• [Your objective]: All lines from the one containing "Pick out the monument" through the final line of the entries are to be written out verbatim; no other line is to be included.

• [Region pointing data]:
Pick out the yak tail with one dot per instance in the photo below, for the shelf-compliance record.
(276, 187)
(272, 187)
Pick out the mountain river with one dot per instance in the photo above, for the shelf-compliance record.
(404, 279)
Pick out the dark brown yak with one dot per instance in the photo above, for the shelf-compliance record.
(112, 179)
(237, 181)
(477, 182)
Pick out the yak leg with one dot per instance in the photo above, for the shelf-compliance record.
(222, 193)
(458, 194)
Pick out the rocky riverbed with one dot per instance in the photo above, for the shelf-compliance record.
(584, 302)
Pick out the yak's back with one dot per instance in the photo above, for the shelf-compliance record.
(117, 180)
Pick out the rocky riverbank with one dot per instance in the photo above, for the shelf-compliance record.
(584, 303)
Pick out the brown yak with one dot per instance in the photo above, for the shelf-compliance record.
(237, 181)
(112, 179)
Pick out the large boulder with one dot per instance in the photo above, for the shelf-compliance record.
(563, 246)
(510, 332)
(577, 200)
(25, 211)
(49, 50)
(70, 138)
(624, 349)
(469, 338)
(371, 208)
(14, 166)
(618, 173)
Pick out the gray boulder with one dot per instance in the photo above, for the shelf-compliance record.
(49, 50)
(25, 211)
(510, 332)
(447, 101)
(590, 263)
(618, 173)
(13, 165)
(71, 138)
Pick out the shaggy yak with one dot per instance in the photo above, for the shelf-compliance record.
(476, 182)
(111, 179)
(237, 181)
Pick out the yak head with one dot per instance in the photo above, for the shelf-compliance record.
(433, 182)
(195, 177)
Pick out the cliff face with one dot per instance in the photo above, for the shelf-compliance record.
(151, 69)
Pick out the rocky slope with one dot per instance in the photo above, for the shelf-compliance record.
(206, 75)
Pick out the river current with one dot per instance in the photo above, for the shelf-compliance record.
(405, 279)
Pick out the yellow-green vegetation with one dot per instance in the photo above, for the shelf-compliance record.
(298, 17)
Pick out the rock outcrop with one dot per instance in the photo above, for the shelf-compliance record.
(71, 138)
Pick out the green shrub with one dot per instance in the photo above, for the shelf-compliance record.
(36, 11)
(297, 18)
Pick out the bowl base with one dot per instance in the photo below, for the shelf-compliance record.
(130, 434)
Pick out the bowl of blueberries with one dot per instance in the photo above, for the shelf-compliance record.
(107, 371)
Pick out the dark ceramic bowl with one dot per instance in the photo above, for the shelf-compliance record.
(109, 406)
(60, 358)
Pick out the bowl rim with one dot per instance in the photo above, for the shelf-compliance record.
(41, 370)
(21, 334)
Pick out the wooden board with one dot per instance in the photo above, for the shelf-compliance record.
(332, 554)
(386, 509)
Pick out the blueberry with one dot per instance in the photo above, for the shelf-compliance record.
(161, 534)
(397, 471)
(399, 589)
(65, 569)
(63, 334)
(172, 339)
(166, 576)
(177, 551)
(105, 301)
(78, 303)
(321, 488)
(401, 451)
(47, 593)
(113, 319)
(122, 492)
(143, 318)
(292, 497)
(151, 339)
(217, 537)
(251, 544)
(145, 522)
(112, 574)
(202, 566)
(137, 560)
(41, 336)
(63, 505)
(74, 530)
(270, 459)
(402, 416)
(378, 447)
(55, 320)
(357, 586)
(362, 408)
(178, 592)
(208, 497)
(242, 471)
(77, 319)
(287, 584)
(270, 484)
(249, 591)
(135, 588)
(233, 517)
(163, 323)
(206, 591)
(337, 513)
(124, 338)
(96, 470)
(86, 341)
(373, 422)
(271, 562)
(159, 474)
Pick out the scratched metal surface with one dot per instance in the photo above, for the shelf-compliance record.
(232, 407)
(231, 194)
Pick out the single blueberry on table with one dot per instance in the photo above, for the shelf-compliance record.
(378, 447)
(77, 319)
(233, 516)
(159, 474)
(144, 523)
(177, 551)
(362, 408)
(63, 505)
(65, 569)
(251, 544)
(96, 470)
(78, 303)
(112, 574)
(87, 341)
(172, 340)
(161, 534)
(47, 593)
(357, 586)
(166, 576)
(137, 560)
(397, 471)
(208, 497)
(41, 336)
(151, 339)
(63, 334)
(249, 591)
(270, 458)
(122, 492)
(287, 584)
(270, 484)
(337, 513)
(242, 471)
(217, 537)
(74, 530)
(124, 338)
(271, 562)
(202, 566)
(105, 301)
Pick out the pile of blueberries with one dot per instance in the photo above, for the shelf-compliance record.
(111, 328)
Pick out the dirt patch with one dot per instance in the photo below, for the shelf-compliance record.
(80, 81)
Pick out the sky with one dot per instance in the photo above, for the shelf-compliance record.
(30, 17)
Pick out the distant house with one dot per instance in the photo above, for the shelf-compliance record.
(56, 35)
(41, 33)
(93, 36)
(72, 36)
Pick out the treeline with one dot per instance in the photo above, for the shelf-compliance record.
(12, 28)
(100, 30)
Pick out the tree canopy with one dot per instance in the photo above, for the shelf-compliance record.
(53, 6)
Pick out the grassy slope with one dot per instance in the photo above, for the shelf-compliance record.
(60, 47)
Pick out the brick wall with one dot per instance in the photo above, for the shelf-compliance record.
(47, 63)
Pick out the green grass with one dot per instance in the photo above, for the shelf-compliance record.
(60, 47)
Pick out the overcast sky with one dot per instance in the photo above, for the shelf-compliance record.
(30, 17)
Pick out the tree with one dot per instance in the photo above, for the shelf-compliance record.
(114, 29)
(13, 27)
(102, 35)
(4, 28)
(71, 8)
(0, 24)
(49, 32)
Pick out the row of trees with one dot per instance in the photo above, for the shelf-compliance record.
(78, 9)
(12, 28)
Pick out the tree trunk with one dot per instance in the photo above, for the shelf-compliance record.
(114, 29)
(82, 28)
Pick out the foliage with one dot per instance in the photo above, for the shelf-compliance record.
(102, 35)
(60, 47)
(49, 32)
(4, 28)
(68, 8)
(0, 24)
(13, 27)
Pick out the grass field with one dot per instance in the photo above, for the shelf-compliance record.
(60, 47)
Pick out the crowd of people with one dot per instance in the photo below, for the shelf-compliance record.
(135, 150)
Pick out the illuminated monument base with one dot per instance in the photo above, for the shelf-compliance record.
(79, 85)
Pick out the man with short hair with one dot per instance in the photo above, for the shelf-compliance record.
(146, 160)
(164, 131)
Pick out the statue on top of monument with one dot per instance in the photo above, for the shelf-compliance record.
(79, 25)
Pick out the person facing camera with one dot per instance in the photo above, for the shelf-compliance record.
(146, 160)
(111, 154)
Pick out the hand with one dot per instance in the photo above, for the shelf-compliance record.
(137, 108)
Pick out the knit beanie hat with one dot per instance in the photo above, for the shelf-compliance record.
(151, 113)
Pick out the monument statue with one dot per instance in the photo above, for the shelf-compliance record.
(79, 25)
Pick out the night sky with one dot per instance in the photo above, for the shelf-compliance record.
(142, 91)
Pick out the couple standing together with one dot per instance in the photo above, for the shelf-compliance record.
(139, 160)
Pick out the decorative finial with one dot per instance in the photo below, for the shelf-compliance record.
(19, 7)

• [Exercise result]:
Pick out the monument statue with one dot per instance in the photo above, for the shelf-compliance record.
(79, 25)
Pick out the night sky with one dot per instance in the photo above, for the shelf-compliance record.
(142, 91)
Pick out the couple standing together with one dot per instance in the photo above, for the shelf-compliance record.
(139, 160)
Pick out the decorative finial with one dot per instance in the photo below, for the shelf-compliance record.
(19, 7)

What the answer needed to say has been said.